Directions:
a) Using the Spark tutorial text, decide whether each statement agrees with it: (i) the `delay` column gives the delay in hours; (ii) User Defined Functions are custom functions for transforming `DataFrame`s; (iii) the `to_upper` output shows every row of the `DataFrame`. For each, answer yes or no and quote the deciding words.
b) In the rows after the Spark tutorial text, transcribe every line from the one containing "segment returns the" through the end of the rows, keeping both ends.

Text segment:
----

Consider the dataset `/databricks-datasets/flights/departuredelays.csv` about flights and delays.

1. Import the csv in a `DataFrame`. Would you define the schema before?
2. The column `delay` expresses the delay in minutes. Can you compute a new column `delayInHours` where the amount of `delay` is converted to hours?
3. What is the flight with largest delay ever?
4. [Bonus] What is the most popular route? Note that a route is the combination of an `origin` and a `destination`

## Rows

A row in Spark is a generic [Row](https://spark.apache.org/docs/3.1.3/api/python/reference/api/pyspark.sql.Row.html) object, containing one or more columns.
The fields in it can be accessed:

- like attributes (`row.key`)
- like dictionary values (`row[key]`)

In [0]:
from pyspark.sql import Row

Row('Alice', 11)

Out[20]: <Row('Alice', 11)>

In [0]:
# Or using named arguments
Row(name="Alice", age=11)

Out[21]: Row(name='Alice', age=11)

In [0]:
alice_row = Row(name="Alice", age=11)
# we can access values via index or via key
print(alice_row[0])
print(alice_row['name'])

Alice
Alice


In [0]:
# you can create quickly dataframes for prototyping
rows = [
    alice_row,
    Row(name='Bob', age=15)
]
spark.createDataFrame(rows).show()

+-----+---+
| name|age|
+-----+---+
|Alice| 11|
|  Bob| 15|
+-----+---+



In [0]:
# we can load in memory a dataframe as list of rows via collect
df.collect()

Out[27]: [Row(State='TX', Color='Red', Count=20),
 Row(State='NV', Color='Blue', Count=66),
 Row(State='CO', Color='Blue', Count=79),
 Row(State='OR', Color='Blue', Count=71),
 Row(State='WA', Color='Yellow', Count=93),
 Row(State='WY', Color='Blue', Count=16),
 Row(State='CA', Color='Yellow', Count=53),
 Row(State='WA', Color='Green', Count=60),
 Row(State='OR', Color='Green', Count=71),
 Row(State='TX', Color='Green', Count=68),
 Row(State='NV', Color='Green', Count=59),
 Row(State='AZ', Color='Brown', Count=95),
 Row(State='WA', Color='Yellow', Count=20),
 Row(State='AZ', Color='Blue', Count=75),
 Row(State='OR', Color='Brown', Count=72),
 Row(State='NV', Color='Red', Count=98),
 Row(State='WY', Color='Orange', Count=45),
 Row(State='CO', Color='Blue', Count=52),
 Row(State='TX', Color='Brown', Count=94),
 Row(State='CO', Color='Red', Count=82),
 Row(State='CO', Color='Red', Count=12),
 Row(State='CO', Color='Red', Count=17),
 Row(State='OR', Color='Green', Count=16),
 Row(State='AZ

## User Defined Functions

You can define your own custom functions to transform `DataFrame`s. They are called _User Defined Functions_ (UDF).

In [0]:
from pyspark.sql.functions import udf

@udf
def to_upper(some_string):
    if some_string is not None:
        return some_string.upper()

In [0]:
df.select("Color", to_upper(col("Color"))).show(5)

+------+---------------+
| Color|to_upper(Color)|
+------+---------------+
|   Red|            RED|
|  Blue|           BLUE|
|  Blue|           BLUE|
|  Blue|           BLUE|
|Yellow|         YELLOW|
+------+---------------+
only showing top 5 rows

----

Raw data:
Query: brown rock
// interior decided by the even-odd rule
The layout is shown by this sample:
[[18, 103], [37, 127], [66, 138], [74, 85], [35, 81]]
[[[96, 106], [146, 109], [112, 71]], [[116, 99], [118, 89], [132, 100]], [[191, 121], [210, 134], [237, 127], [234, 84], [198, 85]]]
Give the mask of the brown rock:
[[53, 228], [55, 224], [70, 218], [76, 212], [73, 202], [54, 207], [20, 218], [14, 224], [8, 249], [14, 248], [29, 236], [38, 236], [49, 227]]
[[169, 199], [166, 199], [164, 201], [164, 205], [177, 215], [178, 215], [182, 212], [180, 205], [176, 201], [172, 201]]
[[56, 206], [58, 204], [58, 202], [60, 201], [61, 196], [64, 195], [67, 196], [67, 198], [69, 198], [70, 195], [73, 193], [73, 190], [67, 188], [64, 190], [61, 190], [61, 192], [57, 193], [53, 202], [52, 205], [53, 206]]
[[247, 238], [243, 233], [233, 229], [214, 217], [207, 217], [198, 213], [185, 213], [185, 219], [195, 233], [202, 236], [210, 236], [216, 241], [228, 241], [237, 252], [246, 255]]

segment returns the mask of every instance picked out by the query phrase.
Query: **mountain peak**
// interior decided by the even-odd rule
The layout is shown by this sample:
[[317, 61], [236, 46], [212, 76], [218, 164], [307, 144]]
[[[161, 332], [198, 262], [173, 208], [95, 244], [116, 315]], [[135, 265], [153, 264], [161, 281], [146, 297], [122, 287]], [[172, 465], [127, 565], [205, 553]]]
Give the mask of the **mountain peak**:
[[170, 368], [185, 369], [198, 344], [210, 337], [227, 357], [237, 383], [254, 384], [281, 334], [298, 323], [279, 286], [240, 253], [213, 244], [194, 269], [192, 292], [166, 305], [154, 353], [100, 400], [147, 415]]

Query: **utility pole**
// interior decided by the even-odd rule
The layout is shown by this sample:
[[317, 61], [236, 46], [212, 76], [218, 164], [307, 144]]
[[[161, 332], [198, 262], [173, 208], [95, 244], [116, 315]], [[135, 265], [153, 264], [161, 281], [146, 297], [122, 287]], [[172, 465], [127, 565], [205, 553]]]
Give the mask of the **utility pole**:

----

The replies:
a)
(i) No: "The column `delay` expresses the delay in minutes."
(ii) Yes: "You can define your own custom functions to transform `DataFrame`s."
(iii) No: "only showing top 5 rows"

b)
segment returns the mask of every instance picked out by the query phrase.
Query: **mountain peak**
// interior decided by the even-odd rule
The layout is shown by this sample:
[[317, 61], [236, 46], [212, 76], [218, 164], [307, 144]]
[[[161, 332], [198, 262], [173, 208], [95, 244], [116, 315]], [[135, 265], [153, 264], [161, 281], [146, 297], [122, 287]], [[172, 465], [127, 565], [205, 553]]]
Give the mask of the **mountain peak**:
[[170, 368], [185, 369], [198, 344], [210, 337], [227, 357], [237, 383], [254, 384], [281, 334], [298, 323], [279, 286], [240, 253], [213, 244], [194, 269], [192, 292], [166, 305], [154, 353], [100, 400], [147, 415]]

Query: **utility pole**
// interior decided by the even-odd rule
The layout is shown by this sample:
[[317, 61], [236, 46], [212, 76], [218, 164], [307, 144]]
[[[161, 332], [198, 262], [173, 208], [95, 244], [116, 315]], [[135, 265], [153, 264], [161, 281], [146, 297], [122, 287]], [[172, 465], [127, 565], [205, 553]]]
Give the mask of the **utility pole**:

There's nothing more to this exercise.